So, what is money? According to Wikipedia

Money is any object or record that is generally accepted as payment for goods and services and repayment of debts in a given socio-economic context or country. The main functions of money are distinguished as: a medium of exchange; a unit of account; a store of value; and, occasionally in the past, a standard of deferred payment. Any kind of object or secure verifiable record that fulfills these functions can be considered money.

When currency is stable, money can serve all four of the functions above. Things get trickier when currencies are not stable. If we were all to be honest with ourselves, we’d have to query, “What fiat currency is truly stable over time?”.

 

When unstable currencies or engineered forms of financial capital are brought into play the fourth aspect of defined money (and the least addressed) gains significantly in importance. Here we must differentiate and distinguish between true capital (economic capital) which comprises physical goods that explicitly and directly assist in the production of other goods and services, e.g. hammers for carpenters, paintbrushes for painters, wrenches for plumbers, tooling for factories, etc., and financial capital. Financial capital is funds provided by lenders and/or investors to businesses and entrepeneurs to purchase economic capital (ie.equipment) for producing real goods and services.

To explain why the 4th aspect of money’s definition is important, yet often and in my opinion purposely ignored, let’s examine the three concepts of capital maintenance in terms of International Financial Reporting Standards (IFRS): (1) Physical capital maintenance (2) Financial capital maintenance in nominal monetary units (3) Financial capital maintenance in units of constant purchasing power.

RECORDS SHOWN
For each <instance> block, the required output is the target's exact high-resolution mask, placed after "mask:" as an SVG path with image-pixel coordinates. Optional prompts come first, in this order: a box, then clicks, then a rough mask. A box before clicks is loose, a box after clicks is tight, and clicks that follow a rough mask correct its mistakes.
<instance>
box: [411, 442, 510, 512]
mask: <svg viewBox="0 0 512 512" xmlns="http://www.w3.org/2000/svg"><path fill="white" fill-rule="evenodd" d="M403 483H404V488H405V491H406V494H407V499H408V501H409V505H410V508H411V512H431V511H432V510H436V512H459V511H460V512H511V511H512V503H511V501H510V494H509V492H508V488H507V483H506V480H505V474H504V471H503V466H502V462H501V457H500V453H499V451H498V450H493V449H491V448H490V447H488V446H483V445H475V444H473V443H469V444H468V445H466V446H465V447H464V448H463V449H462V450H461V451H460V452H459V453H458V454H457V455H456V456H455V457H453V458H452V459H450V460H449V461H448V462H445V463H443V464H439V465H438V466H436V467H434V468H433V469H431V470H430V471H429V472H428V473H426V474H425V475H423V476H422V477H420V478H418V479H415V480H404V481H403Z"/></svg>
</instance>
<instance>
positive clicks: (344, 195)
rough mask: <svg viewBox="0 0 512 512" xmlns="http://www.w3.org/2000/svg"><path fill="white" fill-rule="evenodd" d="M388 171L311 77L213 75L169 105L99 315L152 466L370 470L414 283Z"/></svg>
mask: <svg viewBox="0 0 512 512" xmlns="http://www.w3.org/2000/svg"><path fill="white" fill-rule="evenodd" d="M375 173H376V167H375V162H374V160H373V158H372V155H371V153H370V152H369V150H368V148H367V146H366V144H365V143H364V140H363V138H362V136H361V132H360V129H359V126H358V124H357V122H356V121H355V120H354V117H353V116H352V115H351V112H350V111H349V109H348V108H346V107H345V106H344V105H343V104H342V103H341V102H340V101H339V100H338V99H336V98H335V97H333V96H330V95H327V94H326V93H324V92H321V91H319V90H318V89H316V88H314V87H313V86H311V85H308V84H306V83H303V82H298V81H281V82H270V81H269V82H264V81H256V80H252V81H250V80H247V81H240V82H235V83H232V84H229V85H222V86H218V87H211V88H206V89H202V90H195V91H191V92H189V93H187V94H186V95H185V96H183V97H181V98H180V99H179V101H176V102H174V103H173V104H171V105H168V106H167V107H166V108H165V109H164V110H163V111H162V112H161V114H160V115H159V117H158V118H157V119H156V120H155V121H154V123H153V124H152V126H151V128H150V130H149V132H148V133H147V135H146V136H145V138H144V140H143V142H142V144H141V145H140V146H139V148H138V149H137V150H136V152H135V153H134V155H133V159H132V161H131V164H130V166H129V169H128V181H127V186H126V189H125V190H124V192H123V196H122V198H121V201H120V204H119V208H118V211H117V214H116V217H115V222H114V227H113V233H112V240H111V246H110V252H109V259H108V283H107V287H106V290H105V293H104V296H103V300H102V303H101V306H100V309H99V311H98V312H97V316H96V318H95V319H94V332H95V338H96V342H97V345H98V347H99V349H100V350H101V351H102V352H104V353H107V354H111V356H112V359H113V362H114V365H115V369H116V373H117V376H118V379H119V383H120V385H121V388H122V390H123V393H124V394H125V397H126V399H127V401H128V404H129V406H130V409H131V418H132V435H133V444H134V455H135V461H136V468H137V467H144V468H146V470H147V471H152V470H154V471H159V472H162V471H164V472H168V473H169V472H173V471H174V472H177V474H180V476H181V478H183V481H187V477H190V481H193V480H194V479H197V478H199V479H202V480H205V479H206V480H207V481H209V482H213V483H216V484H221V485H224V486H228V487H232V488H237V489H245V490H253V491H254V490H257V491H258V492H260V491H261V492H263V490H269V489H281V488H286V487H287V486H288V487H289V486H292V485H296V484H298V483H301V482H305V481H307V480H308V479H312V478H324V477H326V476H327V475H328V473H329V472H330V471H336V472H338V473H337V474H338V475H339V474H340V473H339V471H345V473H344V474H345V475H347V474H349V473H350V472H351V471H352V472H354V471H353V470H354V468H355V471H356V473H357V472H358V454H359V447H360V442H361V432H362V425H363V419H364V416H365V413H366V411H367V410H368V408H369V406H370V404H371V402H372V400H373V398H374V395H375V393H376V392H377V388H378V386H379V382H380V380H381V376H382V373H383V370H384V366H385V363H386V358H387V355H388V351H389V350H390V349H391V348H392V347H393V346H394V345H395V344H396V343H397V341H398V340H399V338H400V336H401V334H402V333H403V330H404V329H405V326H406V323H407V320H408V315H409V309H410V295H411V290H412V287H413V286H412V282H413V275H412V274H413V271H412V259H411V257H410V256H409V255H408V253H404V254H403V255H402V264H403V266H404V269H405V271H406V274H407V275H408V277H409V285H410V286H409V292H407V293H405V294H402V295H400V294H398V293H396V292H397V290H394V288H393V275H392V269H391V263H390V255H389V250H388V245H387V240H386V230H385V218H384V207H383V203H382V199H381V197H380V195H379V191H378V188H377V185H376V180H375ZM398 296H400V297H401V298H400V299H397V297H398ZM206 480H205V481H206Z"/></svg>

TASK SET
• a. In the passage on money, what are the three concepts of capital maintenance under International Financial Reporting Standards?
• b. Carry on the passage on money after its final sentence.
The rows are separate material, not part of the passage on money.

RESULTS IN ORDER
• a. Physical capital maintenance, financial capital maintenance in nominal monetary units, and financial capital maintenance in units of constant purchasing power.

• b.
  1. Physical (economic) capital – We have covered already.
  2. Financial capital in monetary units is best described as basic accounting. It’s how most financial reporting is done in the states (and in Europe). It fails to take into consideration the constant destruction of value of the fiat currencies, an aspect of the definition of money that is a foundation of money itself!
  3. Financial capital measured in constant purchasing power – something that effectively never happens. It is the “Real” value of money, adjusted for destructive aspects, ex. inflation, particularly purposeful inflation brought upon by a banking system that attempts to adjust and control the prices of goods and services for its own end (as opposed to the end that will benefit the masses) through the artificial manipulation of the value of the means of exchange, the currency.

Financial capital is provided by lenders for a price, commonly known as interest. This  price to attain financial capital is not the only cost though, for the price of the financial capital provided by lenders through things such as debt does not take into account the cost of currency maintenance destruction, or the purposeful manipulation of the currency value by the lender or lending system to which the lender belongs to to further its own means. This is why the prudent may wish to identify a single standard of deferred payment to avoid purposeful manipulation (otherwise known as cheating) by transacting in a denominator of debt that the participant believes to be dropping in value, ie. fiat currency!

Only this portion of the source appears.